• **Exercise aim**: Could you retype, exactly and with no pictures, only the lines from the first line of the records below through the line that contains "Prompt: place one marker on each instance of the bokeh"?

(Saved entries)

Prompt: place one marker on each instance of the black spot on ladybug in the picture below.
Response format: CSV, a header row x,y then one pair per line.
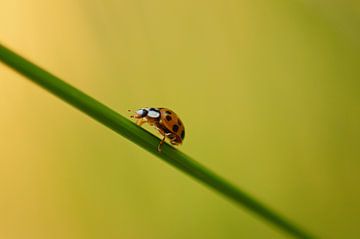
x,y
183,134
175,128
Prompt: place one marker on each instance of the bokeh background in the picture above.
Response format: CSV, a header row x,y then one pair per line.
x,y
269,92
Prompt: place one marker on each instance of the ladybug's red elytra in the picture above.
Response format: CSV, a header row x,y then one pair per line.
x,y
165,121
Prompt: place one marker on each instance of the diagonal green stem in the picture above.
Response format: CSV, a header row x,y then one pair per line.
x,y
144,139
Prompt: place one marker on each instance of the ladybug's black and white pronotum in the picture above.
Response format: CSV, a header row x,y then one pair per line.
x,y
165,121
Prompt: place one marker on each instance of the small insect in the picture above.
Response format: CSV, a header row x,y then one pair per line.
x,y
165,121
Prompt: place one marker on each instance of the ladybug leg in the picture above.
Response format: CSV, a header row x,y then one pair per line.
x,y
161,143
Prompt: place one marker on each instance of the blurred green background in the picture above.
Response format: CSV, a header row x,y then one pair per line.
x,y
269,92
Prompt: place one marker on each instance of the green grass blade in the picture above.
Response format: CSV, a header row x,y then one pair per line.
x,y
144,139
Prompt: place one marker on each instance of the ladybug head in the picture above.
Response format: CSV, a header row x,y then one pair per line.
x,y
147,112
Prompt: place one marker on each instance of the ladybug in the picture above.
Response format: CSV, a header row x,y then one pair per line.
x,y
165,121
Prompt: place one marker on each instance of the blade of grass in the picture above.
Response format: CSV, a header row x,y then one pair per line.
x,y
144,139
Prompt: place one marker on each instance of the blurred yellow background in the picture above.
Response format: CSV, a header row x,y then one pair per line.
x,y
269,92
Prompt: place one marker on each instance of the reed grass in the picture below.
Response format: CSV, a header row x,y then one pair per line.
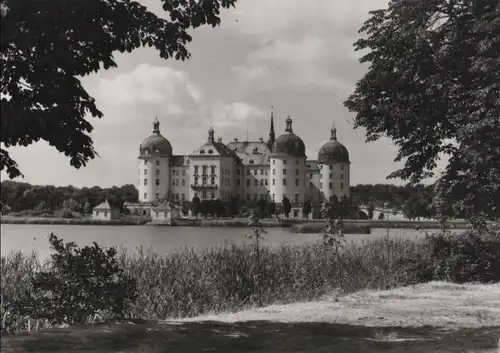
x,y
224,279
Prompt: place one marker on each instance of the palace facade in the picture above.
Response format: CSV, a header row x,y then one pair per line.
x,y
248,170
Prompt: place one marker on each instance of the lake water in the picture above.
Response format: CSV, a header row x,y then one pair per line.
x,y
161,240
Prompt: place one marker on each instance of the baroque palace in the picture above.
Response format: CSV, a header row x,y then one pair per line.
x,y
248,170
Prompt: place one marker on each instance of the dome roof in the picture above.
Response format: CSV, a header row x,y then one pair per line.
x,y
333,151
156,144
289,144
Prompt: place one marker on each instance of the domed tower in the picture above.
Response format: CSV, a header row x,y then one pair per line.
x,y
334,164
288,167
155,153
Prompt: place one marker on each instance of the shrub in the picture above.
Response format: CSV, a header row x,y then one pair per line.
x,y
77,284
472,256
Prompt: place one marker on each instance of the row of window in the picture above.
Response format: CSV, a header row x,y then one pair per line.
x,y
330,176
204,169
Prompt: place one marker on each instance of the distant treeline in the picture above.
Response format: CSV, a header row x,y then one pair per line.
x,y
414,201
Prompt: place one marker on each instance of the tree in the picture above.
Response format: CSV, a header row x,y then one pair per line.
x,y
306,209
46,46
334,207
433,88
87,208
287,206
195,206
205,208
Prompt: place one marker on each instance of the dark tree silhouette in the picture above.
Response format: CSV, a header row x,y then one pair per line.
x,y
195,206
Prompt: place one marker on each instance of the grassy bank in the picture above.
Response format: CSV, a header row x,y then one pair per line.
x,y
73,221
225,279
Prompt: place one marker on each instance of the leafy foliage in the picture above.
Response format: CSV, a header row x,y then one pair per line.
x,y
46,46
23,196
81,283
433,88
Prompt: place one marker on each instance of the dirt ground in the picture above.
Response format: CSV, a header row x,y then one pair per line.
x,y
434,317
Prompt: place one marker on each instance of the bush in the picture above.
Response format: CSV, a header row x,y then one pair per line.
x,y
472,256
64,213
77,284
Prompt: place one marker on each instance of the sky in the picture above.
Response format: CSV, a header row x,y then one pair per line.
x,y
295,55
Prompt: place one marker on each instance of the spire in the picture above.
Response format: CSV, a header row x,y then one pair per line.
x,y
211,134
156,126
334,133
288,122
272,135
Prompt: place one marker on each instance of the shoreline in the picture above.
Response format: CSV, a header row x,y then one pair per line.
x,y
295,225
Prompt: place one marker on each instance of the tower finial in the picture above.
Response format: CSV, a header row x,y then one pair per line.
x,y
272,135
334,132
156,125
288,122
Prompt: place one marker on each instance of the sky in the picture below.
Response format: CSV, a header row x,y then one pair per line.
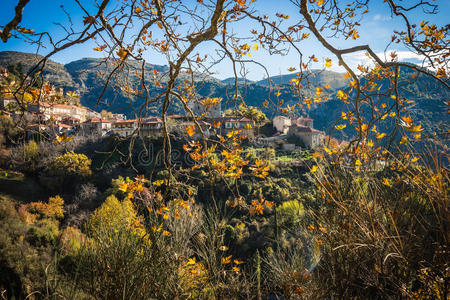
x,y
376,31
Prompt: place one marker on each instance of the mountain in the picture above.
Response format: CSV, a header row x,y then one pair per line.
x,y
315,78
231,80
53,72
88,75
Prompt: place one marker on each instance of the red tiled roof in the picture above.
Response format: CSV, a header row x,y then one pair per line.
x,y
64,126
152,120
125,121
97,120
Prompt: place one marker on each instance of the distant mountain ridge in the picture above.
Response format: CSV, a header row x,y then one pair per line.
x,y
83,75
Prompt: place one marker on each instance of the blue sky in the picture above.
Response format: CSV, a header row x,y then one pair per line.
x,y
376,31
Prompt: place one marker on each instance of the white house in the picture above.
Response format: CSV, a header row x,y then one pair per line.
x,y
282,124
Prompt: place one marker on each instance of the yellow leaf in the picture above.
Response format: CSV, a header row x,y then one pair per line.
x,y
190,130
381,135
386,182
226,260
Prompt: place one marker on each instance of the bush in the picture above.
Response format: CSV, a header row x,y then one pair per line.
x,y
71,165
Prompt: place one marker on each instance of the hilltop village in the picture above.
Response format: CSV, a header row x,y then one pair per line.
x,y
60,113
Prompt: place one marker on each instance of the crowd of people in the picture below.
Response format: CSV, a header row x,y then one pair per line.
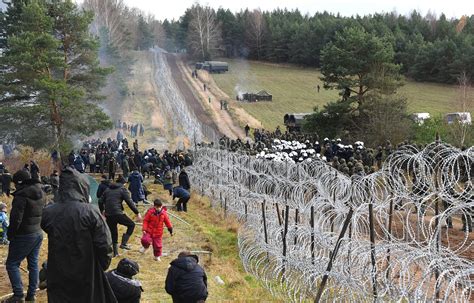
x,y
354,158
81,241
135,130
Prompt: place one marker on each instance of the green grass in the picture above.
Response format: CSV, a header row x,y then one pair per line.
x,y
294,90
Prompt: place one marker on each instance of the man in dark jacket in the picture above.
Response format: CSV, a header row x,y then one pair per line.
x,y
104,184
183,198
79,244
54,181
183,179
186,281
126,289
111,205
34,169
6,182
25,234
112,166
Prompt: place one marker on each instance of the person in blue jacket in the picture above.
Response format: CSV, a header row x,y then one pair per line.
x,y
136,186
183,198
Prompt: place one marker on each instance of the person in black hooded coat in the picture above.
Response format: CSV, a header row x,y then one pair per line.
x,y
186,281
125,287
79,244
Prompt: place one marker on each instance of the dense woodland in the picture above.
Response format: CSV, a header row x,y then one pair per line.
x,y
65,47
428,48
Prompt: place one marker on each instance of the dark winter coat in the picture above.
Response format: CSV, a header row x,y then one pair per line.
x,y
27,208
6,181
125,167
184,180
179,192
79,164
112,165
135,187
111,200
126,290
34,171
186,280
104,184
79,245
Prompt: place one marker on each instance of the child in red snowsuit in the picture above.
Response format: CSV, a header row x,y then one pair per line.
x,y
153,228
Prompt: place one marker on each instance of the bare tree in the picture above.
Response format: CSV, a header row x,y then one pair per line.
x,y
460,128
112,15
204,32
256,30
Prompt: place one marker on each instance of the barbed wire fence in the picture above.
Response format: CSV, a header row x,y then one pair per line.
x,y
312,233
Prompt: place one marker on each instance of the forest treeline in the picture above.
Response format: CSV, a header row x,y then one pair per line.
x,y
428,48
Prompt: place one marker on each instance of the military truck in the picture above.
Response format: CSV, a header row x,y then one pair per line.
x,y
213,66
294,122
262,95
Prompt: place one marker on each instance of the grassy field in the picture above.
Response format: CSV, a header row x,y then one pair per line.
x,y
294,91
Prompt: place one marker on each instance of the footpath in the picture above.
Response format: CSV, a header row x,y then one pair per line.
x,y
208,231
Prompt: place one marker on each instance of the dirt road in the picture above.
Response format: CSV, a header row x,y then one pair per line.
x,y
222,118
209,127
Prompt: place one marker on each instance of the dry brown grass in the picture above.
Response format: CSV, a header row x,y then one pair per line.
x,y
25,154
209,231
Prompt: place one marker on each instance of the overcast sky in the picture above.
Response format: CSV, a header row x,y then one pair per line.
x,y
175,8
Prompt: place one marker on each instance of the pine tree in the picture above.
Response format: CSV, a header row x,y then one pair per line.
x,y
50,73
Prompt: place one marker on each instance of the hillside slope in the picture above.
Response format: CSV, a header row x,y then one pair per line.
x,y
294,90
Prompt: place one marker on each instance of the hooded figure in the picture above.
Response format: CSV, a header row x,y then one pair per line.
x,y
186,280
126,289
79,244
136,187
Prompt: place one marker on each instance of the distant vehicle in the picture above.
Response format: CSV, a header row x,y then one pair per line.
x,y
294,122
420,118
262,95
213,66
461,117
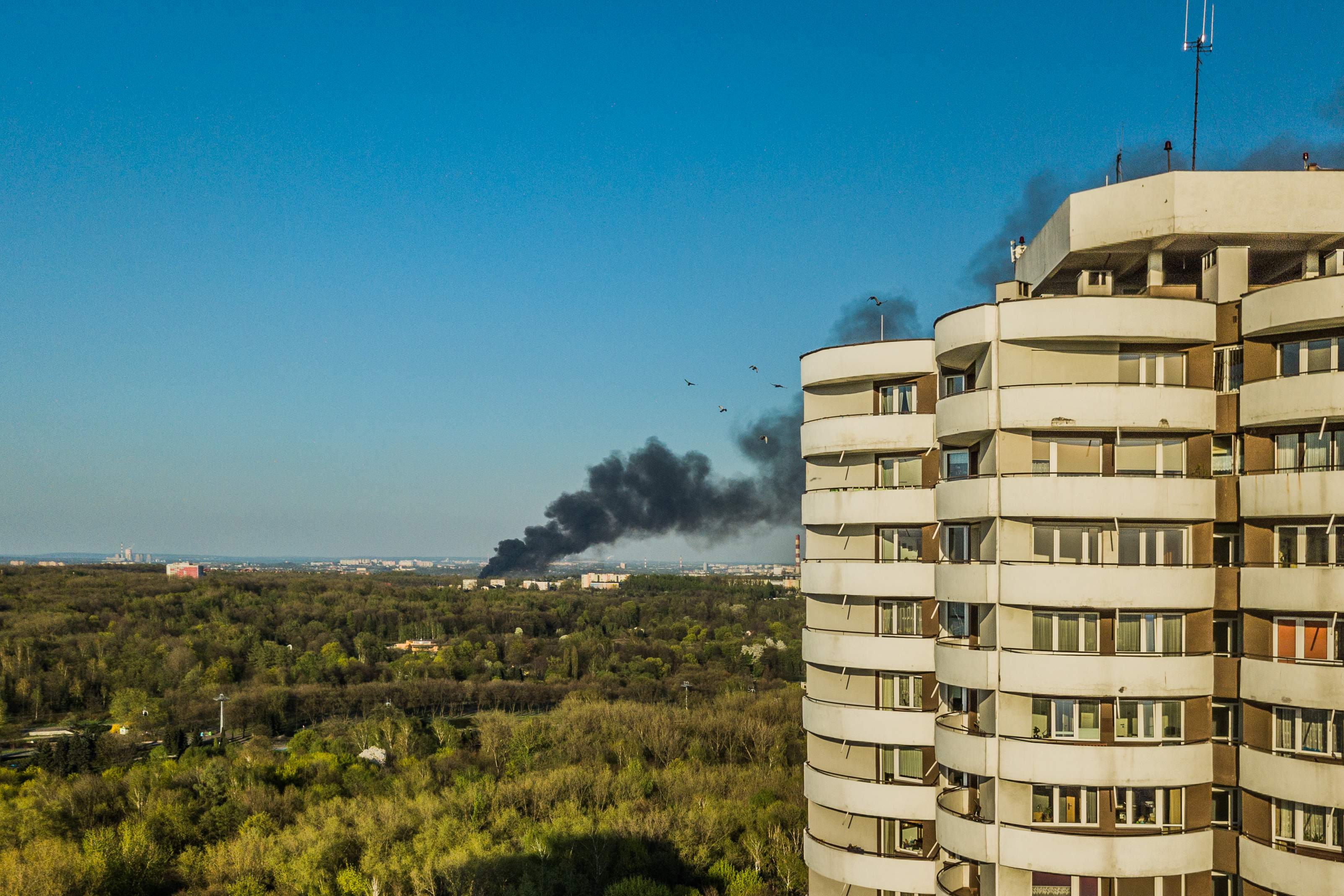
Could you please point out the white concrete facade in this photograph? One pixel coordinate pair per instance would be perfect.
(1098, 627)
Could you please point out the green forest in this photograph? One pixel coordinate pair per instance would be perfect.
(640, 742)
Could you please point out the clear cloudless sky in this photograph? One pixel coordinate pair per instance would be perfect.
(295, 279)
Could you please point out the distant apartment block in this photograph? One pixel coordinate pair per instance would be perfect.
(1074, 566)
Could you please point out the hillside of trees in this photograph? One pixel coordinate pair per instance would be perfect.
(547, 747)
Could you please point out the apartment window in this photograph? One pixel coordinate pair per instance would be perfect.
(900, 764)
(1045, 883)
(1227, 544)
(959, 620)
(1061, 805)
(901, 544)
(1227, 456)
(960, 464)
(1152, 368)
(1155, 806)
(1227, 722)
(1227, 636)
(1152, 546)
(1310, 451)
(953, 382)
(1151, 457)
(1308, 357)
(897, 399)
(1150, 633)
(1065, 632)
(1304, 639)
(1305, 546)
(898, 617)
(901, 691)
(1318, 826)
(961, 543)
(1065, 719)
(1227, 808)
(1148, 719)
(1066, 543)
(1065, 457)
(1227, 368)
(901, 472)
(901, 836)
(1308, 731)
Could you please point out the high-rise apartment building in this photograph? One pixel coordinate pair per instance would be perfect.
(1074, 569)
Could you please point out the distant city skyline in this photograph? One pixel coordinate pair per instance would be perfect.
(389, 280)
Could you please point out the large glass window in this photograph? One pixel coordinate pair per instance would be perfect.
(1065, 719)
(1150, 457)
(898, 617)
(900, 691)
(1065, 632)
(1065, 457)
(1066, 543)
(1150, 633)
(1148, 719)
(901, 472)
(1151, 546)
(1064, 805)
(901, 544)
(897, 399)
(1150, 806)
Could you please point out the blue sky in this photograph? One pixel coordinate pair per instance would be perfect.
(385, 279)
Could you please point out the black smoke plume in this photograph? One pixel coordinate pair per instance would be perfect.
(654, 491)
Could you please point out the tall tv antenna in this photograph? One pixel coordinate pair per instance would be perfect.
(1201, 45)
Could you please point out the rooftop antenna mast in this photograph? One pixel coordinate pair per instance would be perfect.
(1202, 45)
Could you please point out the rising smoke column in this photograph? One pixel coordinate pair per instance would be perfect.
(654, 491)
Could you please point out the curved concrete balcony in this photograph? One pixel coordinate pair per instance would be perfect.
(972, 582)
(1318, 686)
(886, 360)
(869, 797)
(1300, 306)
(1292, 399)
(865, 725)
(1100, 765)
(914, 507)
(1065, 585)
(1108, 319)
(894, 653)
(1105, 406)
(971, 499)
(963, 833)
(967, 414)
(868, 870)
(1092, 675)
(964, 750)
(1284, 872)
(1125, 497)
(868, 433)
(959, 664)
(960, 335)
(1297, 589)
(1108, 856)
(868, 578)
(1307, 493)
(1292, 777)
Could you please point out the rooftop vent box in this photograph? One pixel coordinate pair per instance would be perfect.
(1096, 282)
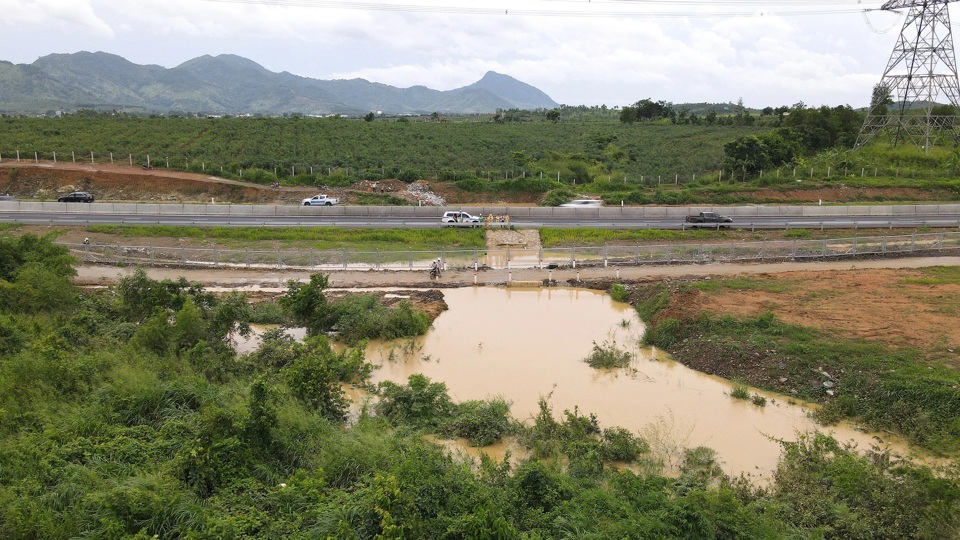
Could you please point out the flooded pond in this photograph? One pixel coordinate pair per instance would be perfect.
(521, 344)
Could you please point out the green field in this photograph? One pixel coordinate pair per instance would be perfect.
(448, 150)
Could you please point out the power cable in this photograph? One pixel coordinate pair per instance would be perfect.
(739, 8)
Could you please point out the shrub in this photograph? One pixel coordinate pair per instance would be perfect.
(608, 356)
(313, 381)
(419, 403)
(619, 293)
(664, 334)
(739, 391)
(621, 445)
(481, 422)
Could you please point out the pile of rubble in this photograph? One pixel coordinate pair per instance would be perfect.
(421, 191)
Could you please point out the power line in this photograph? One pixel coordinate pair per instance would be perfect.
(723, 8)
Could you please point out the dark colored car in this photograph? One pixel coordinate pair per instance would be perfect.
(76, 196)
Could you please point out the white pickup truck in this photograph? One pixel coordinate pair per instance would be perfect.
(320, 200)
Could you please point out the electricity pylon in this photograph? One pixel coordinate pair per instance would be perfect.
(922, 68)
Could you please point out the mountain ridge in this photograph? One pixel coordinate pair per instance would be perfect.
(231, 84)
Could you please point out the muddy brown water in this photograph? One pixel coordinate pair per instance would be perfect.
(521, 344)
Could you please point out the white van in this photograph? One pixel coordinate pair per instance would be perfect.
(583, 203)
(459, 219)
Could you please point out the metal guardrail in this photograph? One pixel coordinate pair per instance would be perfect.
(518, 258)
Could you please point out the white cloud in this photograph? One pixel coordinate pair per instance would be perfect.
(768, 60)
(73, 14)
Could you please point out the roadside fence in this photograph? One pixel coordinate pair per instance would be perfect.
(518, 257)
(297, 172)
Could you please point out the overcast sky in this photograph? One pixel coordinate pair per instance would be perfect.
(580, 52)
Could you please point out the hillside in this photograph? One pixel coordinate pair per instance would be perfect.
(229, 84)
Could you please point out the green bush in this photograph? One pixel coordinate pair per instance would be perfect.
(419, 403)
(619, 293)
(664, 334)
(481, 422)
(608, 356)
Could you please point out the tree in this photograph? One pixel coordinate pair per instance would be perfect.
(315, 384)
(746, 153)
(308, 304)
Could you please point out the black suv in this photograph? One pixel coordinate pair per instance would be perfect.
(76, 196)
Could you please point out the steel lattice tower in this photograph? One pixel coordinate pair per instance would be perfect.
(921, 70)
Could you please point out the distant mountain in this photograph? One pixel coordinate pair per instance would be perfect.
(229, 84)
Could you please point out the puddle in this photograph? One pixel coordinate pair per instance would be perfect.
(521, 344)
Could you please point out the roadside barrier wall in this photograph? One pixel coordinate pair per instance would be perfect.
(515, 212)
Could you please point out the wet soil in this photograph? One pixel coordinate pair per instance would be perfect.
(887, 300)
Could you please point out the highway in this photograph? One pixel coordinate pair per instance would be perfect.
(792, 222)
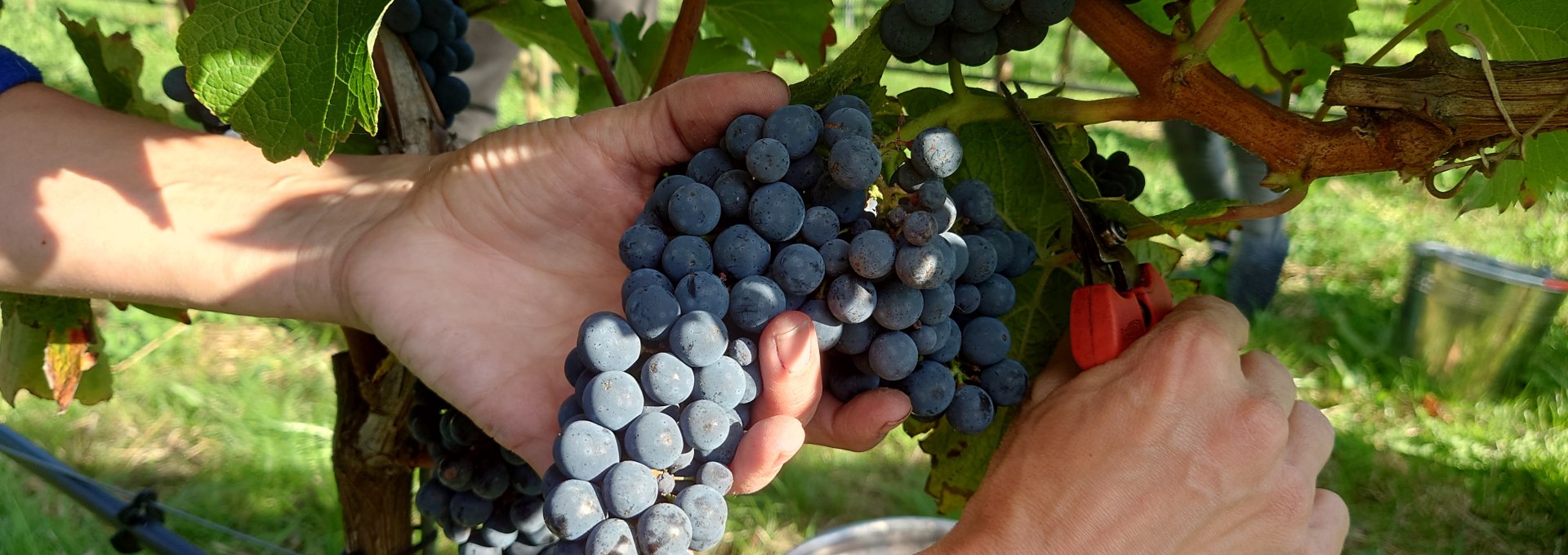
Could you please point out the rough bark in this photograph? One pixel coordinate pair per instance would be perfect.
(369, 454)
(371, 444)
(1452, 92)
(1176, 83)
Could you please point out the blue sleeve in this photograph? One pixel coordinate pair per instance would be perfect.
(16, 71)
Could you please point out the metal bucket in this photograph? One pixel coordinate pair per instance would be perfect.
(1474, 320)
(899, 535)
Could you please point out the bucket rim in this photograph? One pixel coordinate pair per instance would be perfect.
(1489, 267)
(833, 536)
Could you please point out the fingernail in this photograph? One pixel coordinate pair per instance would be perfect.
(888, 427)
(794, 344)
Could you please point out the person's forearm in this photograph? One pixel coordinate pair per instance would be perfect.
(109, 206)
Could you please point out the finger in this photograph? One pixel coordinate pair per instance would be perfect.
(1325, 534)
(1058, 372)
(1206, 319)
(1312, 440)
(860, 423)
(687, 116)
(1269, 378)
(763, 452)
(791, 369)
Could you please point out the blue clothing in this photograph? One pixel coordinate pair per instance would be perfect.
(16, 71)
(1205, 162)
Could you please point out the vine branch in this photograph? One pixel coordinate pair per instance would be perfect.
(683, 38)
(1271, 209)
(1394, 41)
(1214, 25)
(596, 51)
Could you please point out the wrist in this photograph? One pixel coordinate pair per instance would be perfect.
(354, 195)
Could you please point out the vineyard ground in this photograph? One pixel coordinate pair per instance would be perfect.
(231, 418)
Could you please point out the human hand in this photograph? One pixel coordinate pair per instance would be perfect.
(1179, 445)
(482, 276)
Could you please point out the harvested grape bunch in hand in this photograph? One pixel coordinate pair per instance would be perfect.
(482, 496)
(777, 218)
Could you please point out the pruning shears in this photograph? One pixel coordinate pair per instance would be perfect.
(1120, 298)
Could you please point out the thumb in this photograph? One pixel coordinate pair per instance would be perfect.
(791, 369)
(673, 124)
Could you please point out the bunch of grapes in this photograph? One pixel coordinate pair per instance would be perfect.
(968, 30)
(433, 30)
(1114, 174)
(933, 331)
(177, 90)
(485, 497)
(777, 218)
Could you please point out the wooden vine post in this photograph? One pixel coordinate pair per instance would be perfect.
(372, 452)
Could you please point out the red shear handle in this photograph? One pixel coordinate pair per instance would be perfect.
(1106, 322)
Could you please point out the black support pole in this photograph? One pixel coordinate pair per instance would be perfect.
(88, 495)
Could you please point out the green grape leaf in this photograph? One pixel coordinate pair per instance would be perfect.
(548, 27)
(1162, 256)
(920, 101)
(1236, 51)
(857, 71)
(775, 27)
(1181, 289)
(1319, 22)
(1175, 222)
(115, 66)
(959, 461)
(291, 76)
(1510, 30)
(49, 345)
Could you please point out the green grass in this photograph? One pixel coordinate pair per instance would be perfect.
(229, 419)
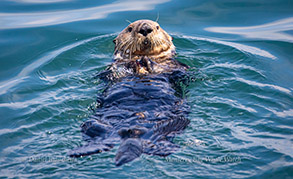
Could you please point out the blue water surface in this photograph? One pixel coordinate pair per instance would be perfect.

• **Answer to this exercise**:
Prompt: place one marker on each instance of the black spot on ladybug in the picture below.
Response format: CSV, a header row x,y then one pair per line.
x,y
183,134
175,128
Prompt: place one marker on each instance of the bokeh background in the picture above.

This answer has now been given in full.